### Challenges
a. List every personal name that appears in the Eastern Oregon article.
b. From the Eastern Oregon article, copy word for word the passage between "Michael brought an" and "weather got worse.", inclusive.

### Provided passage
_____

Male Chauvinism Dies Hard in Eastern Oregon
Published in The Christian Science Monitor
In this range and timber country, women ride, rope, and brand alongside their men, then climb down from their horses, cook, serve the meals, wash the dishes, and take care of the house, while the men drink beer and watch television. Loggers put in an eight hour day and come home and take it easy while their wives finish a sixteen hour day. Sometimes, a little education while they're young can make a difference.
Two men worked for me cutting firewood a few years ago. They stayed in a cabin across the road and ate with us. When winter shut the operation down and the men took off for a warmer place, Laura said she wouldn't cook for a crew again.
In a house with a pitcher pump for water and a wood-fired stove for cooking and for heating water, the additional work of cooking for a crew took time from her primary responsibilities of taking care of the family and teaching Amanda and Juniper.
She didn't like it that the men wouldn't help with cooking or with washing dishes, even when we weren't cutting wood. She said, "I know how those guys are at home. Even if they're out of work, with nothing to do but go fishing, their wives do all the housework, all the cooking, all the dishes, and they take care of the children until they're old enough to go fishing with Dad."
But when I took Jim on as a partner, she said he could eat with us. She said, "He's never been out on his own. He's never had to cook for himself. The cabin he's using doesn't have water or a sink or a cookstove. He's almost family anyway.
"Jim always lets Juniper and Amanda join in the conversations. They love having him here, because he treats them like real people. John and Jerry never even recognized the girls were people."
Jim and I cut firewood, and Laura cooked, packed our lunches, washed the dishes, and took care of and taught Juniper and Amanda.
We saved the straightest dead lodgepole pines, with the least taper, for house logs. Michael didn't get there when he had said he would, in October.
In mid-December, when he finally came to get the logs, the meadow, under two feet of snow, was too soft to drive a loaded log truck across it. The only way to get the logs out was to drag them two miles across the meadow.
Michael brought an old, sick bulldozer and a helper to try to keep the dozer running. Michael and Richard moved in with Jim, and we all worked to get the logs out. Jim and I cut more standing dead lodgepole, to add to what we already had decked along the edge of the meadow.
Laura was more than a good sport. We figured the log truck would come up and we'd load the logs and send them down the road in two or three days, and Laura could get back to her orderly routine, so she said, sure, she'd cook for the whole crew so we could concentrate on getting the logs out before the weather got worse.
The weather immediately got worse. We spent a lot of time getting the dozer running and keeping it running and keeping our road across the meadow open. The dozer wouldn't pull very many logs. Each trip across the meadow took hours and put us home long after dark.
Everybody got hit by colds and flu. Laura got hit hardest. She was off her feet and asleep a lot of the time. More than once, I came in out of a snowstorm after dark and had to wash dishes so we could eat dinner, but Laura always had food ready for us, and she milked the goat morning and evening, and she made sure Juniper and Amanda had everything they needed.

_____

### Source excerpt
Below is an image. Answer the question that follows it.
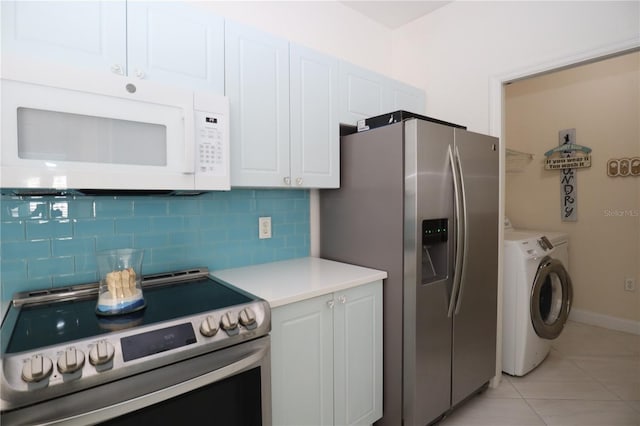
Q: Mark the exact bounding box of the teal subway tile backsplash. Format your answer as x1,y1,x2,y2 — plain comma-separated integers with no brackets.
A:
0,189,310,301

_____

### Outputs by task
a. Laura, Amanda, Juniper, Jim, John, Jerry, Michael, Richard

b.
Michael brought an old, sick bulldozer and a helper to try to keep the dozer running. Michael and Richard moved in with Jim, and we all worked to get the logs out. Jim and I cut more standing dead lodgepole, to add to what we already had decked along the edge of the meadow.
Laura was more than a good sport. We figured the log truck would come up and we'd load the logs and send them down the road in two or three days, and Laura could get back to her orderly routine, so she said, sure, she'd cook for the whole crew so we could concentrate on getting the logs out before the weather got worse.